**Selected passage**:
####
Thanks a bunch Matt for the info ... I never even wondered about the windows drivers.

I still am wondering why the NAS performance was so slow, but everything else (Internet, copying from one PC to another, and such) was fast as you would expect over 1000BASE-T. A file copy of about 100 GB started at 125 MB/S (probably because of caching) and decayed to about 70-80 a few seconds later and remained in that ball-park to end. The NAS did anywhere from 8 to 12.5 MB/S ... Remaining towards 8 MB/S towards the end of the copy. More like "100BASE-T" speeds, not 1000.

Just FYI ... I did make sure the driver / tools for the NAS were up-to-date, as well as the latest firmware.

My solution was simply doing RAID-1 (two 3 TB drives mirrored) inside my main PC with a separate drive (750 GB for Win7 SP2 OS). I also have a 1.5 TB "spare" in another slot, with my Adobe CS4 "media cache" going into that one so I can clear it when I need to.

The machine flies in this configuration, despite it being 3 years old already! It's a 64 Bit 2.6 GHz quad-core Intel, 8 GB of DDR2 RAM (4x2048 MB), blue-ray burner, Adobe CS4, Windows 7 (SP 2) ... Should last me another "moore's law year"!
Yeah I agree, that 125 was basically a 'burst' rate calculation. Once the data flow stabilizes it is more in the ballpark of 'real world' speeds of 70-80.

Now.. you mentioned the 'tools' for the NAS being up to date... That right there may be what caused your bottleneck. Personally I never use any type of 'tools' or 'wizards' or any other junk that comes with a peripheral like that. Even the software disc that comes from an ISP gets thrown out. It's all bloated inefficient junk that causes more problems than it solves..

I'm not real familiar with the iomega or MyBook OS, but if I were to buy one, the first thing I would do is find some kind of custom firmware for it and install that. The stock firmwares that come on most devices are designed for your average consumer to be able to 'plug and play' - which sacrifices flexibility and performance in the name of simplicity.

I would also find a way to make it accessible as an SMB/CIFS share (one that shows up directly in Windows under your network), and I would 'map' it as a lettered drive. That eliminates any need for 'helper' software, and all the problems that go with it.
####
**Entries supplied**:
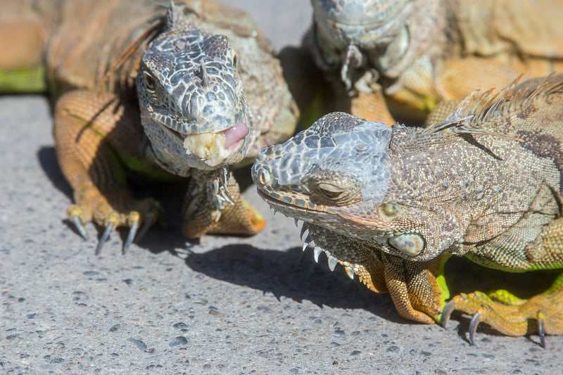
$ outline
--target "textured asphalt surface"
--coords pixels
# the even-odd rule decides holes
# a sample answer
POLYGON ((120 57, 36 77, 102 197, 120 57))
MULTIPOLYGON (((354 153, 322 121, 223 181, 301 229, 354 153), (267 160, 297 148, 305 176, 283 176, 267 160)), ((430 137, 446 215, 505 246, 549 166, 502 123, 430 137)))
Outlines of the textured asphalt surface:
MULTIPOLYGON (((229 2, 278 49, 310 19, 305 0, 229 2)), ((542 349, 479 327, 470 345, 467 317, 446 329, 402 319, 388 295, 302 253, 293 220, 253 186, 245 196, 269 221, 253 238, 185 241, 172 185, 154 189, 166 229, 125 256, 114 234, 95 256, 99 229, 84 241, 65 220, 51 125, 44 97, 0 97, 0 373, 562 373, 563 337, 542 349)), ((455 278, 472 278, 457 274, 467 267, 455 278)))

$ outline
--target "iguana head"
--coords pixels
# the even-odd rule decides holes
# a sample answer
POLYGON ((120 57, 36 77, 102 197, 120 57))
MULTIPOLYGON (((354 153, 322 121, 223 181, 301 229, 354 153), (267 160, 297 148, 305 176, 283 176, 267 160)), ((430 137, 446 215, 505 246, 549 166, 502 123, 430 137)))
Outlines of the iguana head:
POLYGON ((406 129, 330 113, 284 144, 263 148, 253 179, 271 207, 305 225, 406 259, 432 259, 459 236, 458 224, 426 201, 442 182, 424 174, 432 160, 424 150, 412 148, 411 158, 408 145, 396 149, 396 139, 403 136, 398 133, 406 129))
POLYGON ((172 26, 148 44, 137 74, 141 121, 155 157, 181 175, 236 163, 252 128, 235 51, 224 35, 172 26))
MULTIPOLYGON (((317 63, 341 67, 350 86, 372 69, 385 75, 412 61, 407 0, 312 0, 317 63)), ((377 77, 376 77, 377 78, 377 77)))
####
**Brief A**: From the NAS performance discussion, list every component or piece of software named in the sentence describing the main PC that begins "It's a 64 Bit".
**Brief B**: According to the NAS performance discussion, what is the capacity of the drive that holds the Adobe CS4 media cache?
**Brief C**: Extend the NAS performance discussion with a further passage that picks up after its final sentence.

**Exercise result A**:
- 64 Bit 2.6 GHz quad-core Intel
- 8 GB of DDR2 RAM (4x2048 MB)
- blue-ray burner
- Adobe CS4
- Windows 7 (SP 2)

**Exercise result B**: 1.5 TB

**Exercise result C**:
And Moore's law isn't as applicable as one would think when it comes to what most people need.. Yes, technology is obsoleting faster and faster, but even obsolete hardware can serve a purpose! For example, the server I built - it's an old P4 2GHz box (easily 10 years old) that I stuffed 2GB of RAM, a Gigabit card, and an old 8 channel SATA RAID card into.. It runs six 2TB drives online in RAID-5 (10TB total) plus two hot spares. It also has an 80GB system drive. It has no issues running Windows Server 2008 (it won't run the latest RC2 though, because that only comes in 64 bit). It's primary role is a file server/source for media streaming, but it also stores nightly backups from all of my computers, and it also acts as a print and fax server.

As I said the only issues I have occur when loading it up with large files (larger than 1.4GB). It'll do 1.4GB in about 20 seconds, then it slows way down when the RAID buffer is full.. So a 6 or 7GB DVD rip takes roughly 10 minutes to copy onto the array (even when ripped locally to the system drive and copied to the array - that's how I know the RAID card is bottlenecking, not the network). But it has no issue whatsoever with streaming or transferring files FROM the server.

Would I trust that server to the stresses of a corporate network? Absolutely not! But it works just fine for what I need it to do!! :D
This is what I'm talking about. All of my remote drives are mapped to show up directly in Windows as lettered drives without having to use any sort of 'helper' software. I'd make book that software is what dragged your speeds down and caused your computer to crash.